───── Pokazane rekordy

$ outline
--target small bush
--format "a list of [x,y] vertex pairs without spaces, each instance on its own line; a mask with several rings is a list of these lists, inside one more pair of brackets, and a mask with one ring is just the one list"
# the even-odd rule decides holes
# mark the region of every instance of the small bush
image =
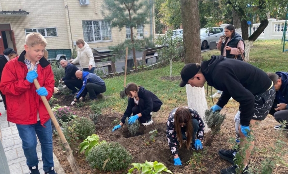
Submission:
[[65,69],[59,67],[56,61],[51,64],[51,67],[54,75],[55,86],[57,87],[59,85],[60,79],[65,76]]
[[127,125],[127,127],[128,128],[128,130],[129,132],[131,134],[132,136],[134,136],[136,134],[138,130],[139,130],[139,127],[140,127],[140,124],[139,124],[139,121],[138,120],[136,120],[136,121],[132,124],[128,124],[128,120],[129,118],[128,117],[126,117],[126,119],[125,120],[125,123]]
[[93,169],[113,172],[126,169],[132,161],[132,156],[119,143],[112,142],[94,147],[86,160]]
[[95,133],[95,125],[85,117],[76,117],[68,123],[63,122],[62,127],[67,142],[72,147],[77,144],[77,140],[84,140]]
[[68,122],[74,118],[72,116],[73,113],[70,107],[65,106],[57,109],[55,114],[58,120],[61,121]]
[[94,124],[96,124],[98,122],[98,117],[99,117],[99,114],[97,113],[91,114],[89,115],[89,118],[93,121]]

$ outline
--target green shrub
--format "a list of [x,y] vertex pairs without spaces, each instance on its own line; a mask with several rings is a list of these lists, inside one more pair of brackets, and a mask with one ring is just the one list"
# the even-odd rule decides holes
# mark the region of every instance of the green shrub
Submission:
[[54,114],[58,120],[62,122],[68,122],[74,118],[72,116],[74,112],[68,106],[58,108]]
[[91,114],[89,115],[89,118],[92,120],[94,124],[96,124],[98,122],[98,117],[99,117],[98,113]]
[[112,142],[94,147],[86,160],[93,169],[113,172],[126,169],[132,161],[132,156],[119,143]]
[[172,174],[172,172],[168,170],[164,165],[157,161],[154,162],[148,162],[147,161],[145,163],[132,163],[131,165],[134,166],[134,168],[129,169],[127,174],[132,174],[134,170],[137,169],[139,174],[162,174],[163,172]]
[[95,133],[95,126],[93,122],[85,117],[76,117],[68,123],[62,123],[63,134],[71,146],[77,144],[77,140],[84,140]]
[[100,141],[99,136],[96,134],[92,134],[88,136],[86,139],[80,143],[80,153],[85,151],[85,156],[88,156],[89,151],[94,146],[98,146],[101,143],[106,143],[106,141]]
[[55,86],[55,87],[58,87],[58,85],[59,85],[60,79],[65,76],[65,69],[61,67],[58,67],[56,61],[51,63],[51,67],[54,75]]
[[129,132],[131,134],[132,136],[134,136],[136,134],[138,130],[139,130],[139,127],[140,127],[140,124],[139,123],[139,121],[138,120],[136,120],[136,121],[134,122],[134,123],[132,124],[128,124],[128,120],[129,118],[128,117],[126,117],[126,119],[125,120],[125,123],[127,125],[127,127],[128,128],[128,130]]

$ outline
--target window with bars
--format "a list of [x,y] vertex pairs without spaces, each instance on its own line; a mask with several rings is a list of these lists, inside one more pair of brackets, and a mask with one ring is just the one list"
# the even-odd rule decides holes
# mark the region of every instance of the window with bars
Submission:
[[39,33],[44,37],[58,36],[57,28],[29,28],[25,29],[26,35],[30,33]]
[[83,20],[83,34],[85,42],[111,41],[110,23],[105,20]]

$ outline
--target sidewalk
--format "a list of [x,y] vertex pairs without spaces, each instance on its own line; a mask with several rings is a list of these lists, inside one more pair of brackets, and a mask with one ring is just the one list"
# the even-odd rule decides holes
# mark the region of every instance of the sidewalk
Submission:
[[[26,158],[22,149],[22,141],[19,136],[17,127],[14,123],[10,123],[8,127],[7,115],[3,102],[0,102],[0,140],[7,157],[11,174],[29,174],[30,171],[26,164]],[[41,174],[44,174],[41,159],[41,145],[38,141],[37,152],[39,163],[38,168]],[[58,174],[65,174],[64,170],[53,154],[55,171]]]

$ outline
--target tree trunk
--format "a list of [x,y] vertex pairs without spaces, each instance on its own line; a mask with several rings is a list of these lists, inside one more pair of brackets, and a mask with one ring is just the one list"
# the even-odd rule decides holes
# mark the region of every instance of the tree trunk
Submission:
[[234,9],[232,9],[233,16],[233,25],[235,28],[235,32],[240,34],[242,37],[242,30],[241,29],[241,20],[238,14],[235,11]]
[[253,41],[252,40],[244,40],[245,43],[245,61],[249,61],[249,56],[250,54],[250,50],[253,45]]
[[[198,0],[181,0],[181,17],[183,29],[185,63],[201,62],[200,19]],[[196,110],[204,118],[208,108],[204,87],[192,87],[186,85],[188,106]],[[204,121],[204,119],[202,119]],[[205,124],[205,132],[209,131]]]
[[[130,10],[128,9],[128,13],[129,14],[129,19],[130,21],[132,21],[131,14],[130,13]],[[135,51],[135,47],[134,46],[134,38],[133,38],[133,28],[130,27],[130,33],[131,33],[131,43],[132,44],[132,52],[133,52],[133,60],[134,60],[134,66],[135,66],[135,72],[138,72],[137,68],[137,60],[136,60],[136,51]]]

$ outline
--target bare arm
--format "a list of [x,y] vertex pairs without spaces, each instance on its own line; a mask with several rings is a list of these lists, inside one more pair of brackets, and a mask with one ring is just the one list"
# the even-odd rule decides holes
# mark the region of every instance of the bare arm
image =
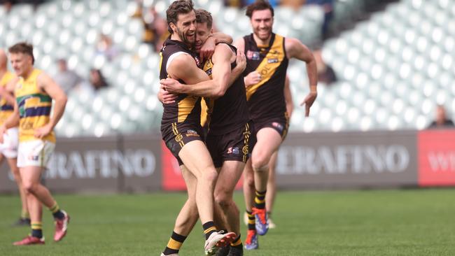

──────────

- Cel zadania
Które wiersze rekordów zawierają słowo „bare”? Wybierz każdy z nich i przepisz go w całości.

- Odpowiedź do zadania
--target bare arm
# mark the region of every instance of the bare arm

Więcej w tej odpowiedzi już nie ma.